* SUPPLIED MATERIAL
-- -- --

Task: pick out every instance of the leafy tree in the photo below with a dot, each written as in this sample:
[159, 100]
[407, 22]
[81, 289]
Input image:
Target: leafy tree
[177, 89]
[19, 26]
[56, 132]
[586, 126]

-- -- --

Please repeat the complete material exactly, with nothing omitted.

Task: pick out every instance of the leafy tree in the photo below with a dot, each written as in this sample:
[159, 100]
[407, 22]
[81, 289]
Input image:
Target: leafy tree
[177, 89]
[19, 26]
[56, 132]
[586, 126]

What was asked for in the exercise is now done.